### Фрагменты записей ###

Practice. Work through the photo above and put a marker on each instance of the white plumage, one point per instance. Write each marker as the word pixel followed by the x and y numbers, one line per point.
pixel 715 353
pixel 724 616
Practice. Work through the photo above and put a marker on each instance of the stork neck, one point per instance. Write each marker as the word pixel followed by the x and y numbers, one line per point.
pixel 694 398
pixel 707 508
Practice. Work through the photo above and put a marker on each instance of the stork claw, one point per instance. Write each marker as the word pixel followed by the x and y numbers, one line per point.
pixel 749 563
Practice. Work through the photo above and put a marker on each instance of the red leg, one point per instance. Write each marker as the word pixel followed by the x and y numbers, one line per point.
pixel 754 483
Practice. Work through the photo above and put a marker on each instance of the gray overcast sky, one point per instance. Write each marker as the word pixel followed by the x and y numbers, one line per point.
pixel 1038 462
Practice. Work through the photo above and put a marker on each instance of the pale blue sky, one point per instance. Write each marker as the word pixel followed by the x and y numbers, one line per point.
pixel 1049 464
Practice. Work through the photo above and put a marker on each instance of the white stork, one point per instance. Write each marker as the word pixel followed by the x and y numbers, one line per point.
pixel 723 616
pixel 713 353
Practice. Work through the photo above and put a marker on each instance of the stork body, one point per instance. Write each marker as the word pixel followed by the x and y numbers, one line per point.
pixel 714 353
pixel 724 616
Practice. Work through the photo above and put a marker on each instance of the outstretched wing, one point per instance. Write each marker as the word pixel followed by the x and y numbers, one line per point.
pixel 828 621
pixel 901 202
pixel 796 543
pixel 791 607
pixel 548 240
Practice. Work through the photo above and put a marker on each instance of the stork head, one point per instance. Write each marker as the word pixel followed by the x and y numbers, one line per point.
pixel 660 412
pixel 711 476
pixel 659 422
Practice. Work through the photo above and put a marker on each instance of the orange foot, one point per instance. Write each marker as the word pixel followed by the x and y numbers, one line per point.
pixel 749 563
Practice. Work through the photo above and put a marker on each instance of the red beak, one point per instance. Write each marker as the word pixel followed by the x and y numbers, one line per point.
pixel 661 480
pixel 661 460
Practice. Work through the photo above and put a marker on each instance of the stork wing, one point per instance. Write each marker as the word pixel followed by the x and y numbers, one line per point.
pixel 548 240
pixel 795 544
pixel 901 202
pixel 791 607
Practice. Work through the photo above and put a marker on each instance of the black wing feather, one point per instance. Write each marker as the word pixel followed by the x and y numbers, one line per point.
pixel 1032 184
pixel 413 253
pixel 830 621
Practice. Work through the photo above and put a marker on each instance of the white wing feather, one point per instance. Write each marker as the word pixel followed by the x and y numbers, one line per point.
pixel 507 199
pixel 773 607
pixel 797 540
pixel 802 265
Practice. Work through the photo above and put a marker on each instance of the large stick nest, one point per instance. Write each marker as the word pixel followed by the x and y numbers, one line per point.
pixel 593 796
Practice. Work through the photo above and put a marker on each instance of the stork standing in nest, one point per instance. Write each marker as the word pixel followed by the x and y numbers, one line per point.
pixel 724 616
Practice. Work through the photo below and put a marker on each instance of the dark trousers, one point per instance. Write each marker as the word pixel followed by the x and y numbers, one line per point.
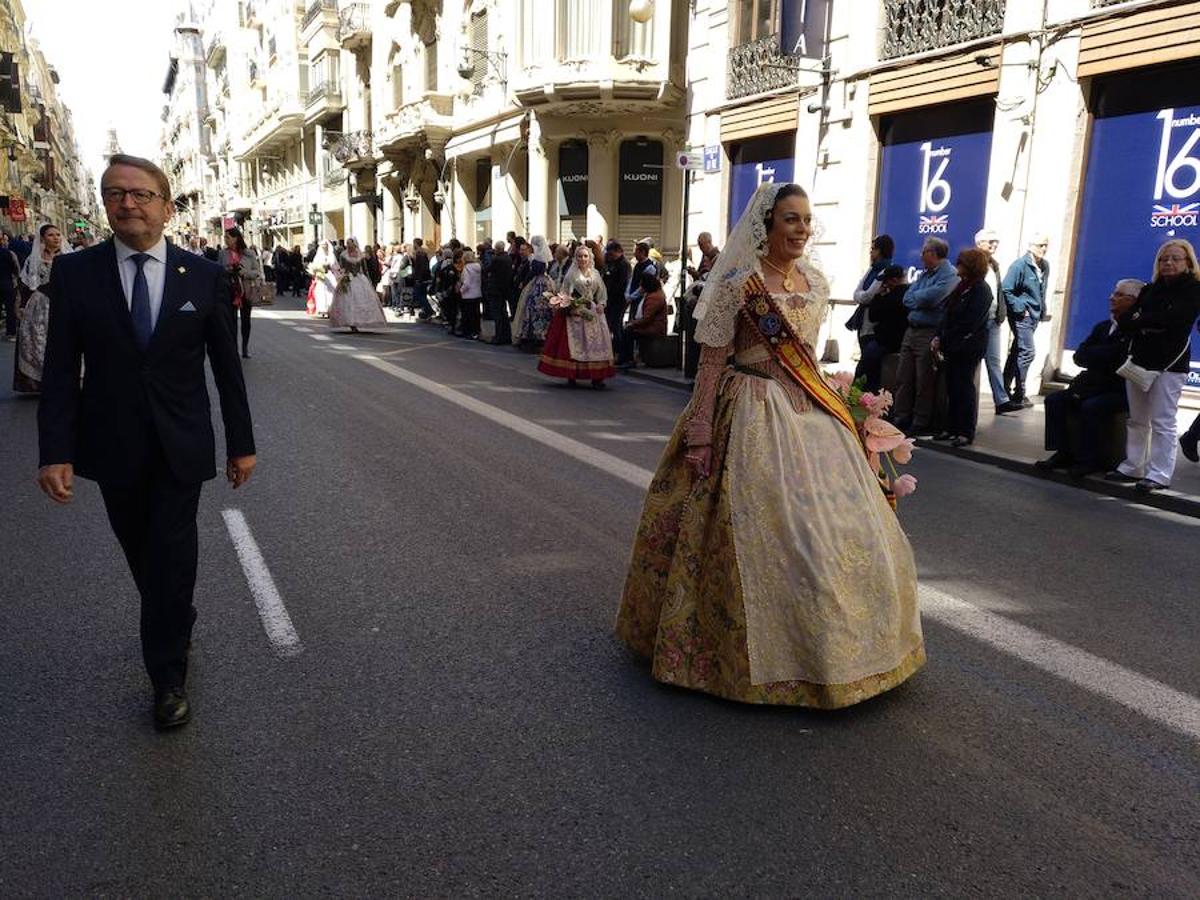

###

- Условие задания: Пожалуйста, оформите все записи выше как JSON-список строк: каждая строка текста становится отдельной строкой списка, пустые строки пропускаются. Изображения в ответ не включайте.

- Решение задания:
[
  "Practice. Work through the photo above and put a marker on each instance of the white plumage, one point per instance. Write each marker as the word pixel followed by the x and y numbers, one line per point.",
  "pixel 715 353",
  "pixel 724 616",
  "Practice. Work through the photo above and put a marker on each instance of the stork neck, one point per instance. Write each marker as the word pixel followed by the x and y numbers, one line per point.",
  "pixel 694 398",
  "pixel 707 508",
  "Practice. Work through the photo above and put a marker on each instance of the stork claw, one point per instance. Write each marker as the word pixel followed by the x and y numbers, one line per point.",
  "pixel 749 563",
  "Practice. Work through the photo above and put a marker on each instance of the red leg, one point per instance. Write each marker as the word pixel followed by the x and y numbers, one line per point.",
  "pixel 754 483",
  "Practice. Work through the photo above and put a marker on each instance of the gray overcast sky, one point per instance. Write each marker as the word pixel followed by the x and y numbers, one line per point.",
  "pixel 1038 462",
  "Practice. Work through the photo above and put a marker on each instance of the pale blue sky, one point per instance. Write each marker as the word pixel followed by the x and y numbers, one line per point.",
  "pixel 1049 464",
  "Practice. Work through the photo above and put a marker on each instance of the white stork, one point per instance. Write each marker as the word pixel followed by the x and y numbers, one line per point.",
  "pixel 723 616",
  "pixel 713 353",
  "Practice. Work through the photo above and put a marker on each instance of the stork body, one point per instance. Write each marker as the word pixel followed by the x and y numbers, one line per point.",
  "pixel 714 353",
  "pixel 724 616",
  "Practice. Work through the photo above and put a marker on each instance of the outstretched wing, one point per instance. Write each marker as the word pixel followed by the x and y numbers, one line per point.",
  "pixel 828 621",
  "pixel 901 202",
  "pixel 796 543",
  "pixel 791 607",
  "pixel 548 240",
  "Practice. Work through the photo above and put a marker on each instance of the stork head, one point per instance. Write each marker as the word pixel followed by the x and y numbers, one line per point.",
  "pixel 660 412",
  "pixel 711 476",
  "pixel 659 422",
  "Practice. Work through the photo above and put a marker on each instance of the orange foot, one point per instance. Write each marker as the word pixel followed by the x and y numbers, one line per point.",
  "pixel 749 563",
  "Practice. Work through the photo above and put a marker on each instance of the red beak, one point per instance. Write each marker as the word pixel followed by the x and y numbers, one line per point.",
  "pixel 661 480",
  "pixel 661 460",
  "Practice. Work through the photo above and put a marker on each instance of the stork wing, one point per instance. Write each marker as the word pixel followed by the x and y numbers, one line per point.",
  "pixel 548 240",
  "pixel 795 544",
  "pixel 901 202",
  "pixel 791 607",
  "Practice. Work through the photo above and put a marker on each instance of the black wing feather, one point per instance. Write each marker as the word pixel followed by the x and y numbers, one line per point.",
  "pixel 1032 184",
  "pixel 413 253",
  "pixel 830 621",
  "Practice. Work through the photo above and put a marker on each instance of the white wing feather, one point per instance. Write each marker as the word pixel followed by the x and y numbers, one line per point.",
  "pixel 507 199",
  "pixel 773 607",
  "pixel 797 540",
  "pixel 802 265",
  "Practice. Work through the photo above and put a marker on each instance of the large stick nest, one point per instance. Write each marker as the word pixel followed by the x and y numbers, one line per point.",
  "pixel 593 796",
  "Practice. Work through the photo above and put a marker on each instance of the stork standing in nest, one point per instance. Write each marker as the word pixel followed by the x and y numbers, one line per point.",
  "pixel 724 616",
  "Practice. Work through the photo below and put a marker on each instance of the dark trousers, one point per instance. Write each marker as the word pixel followed by the x and y numbers, one line per point."
]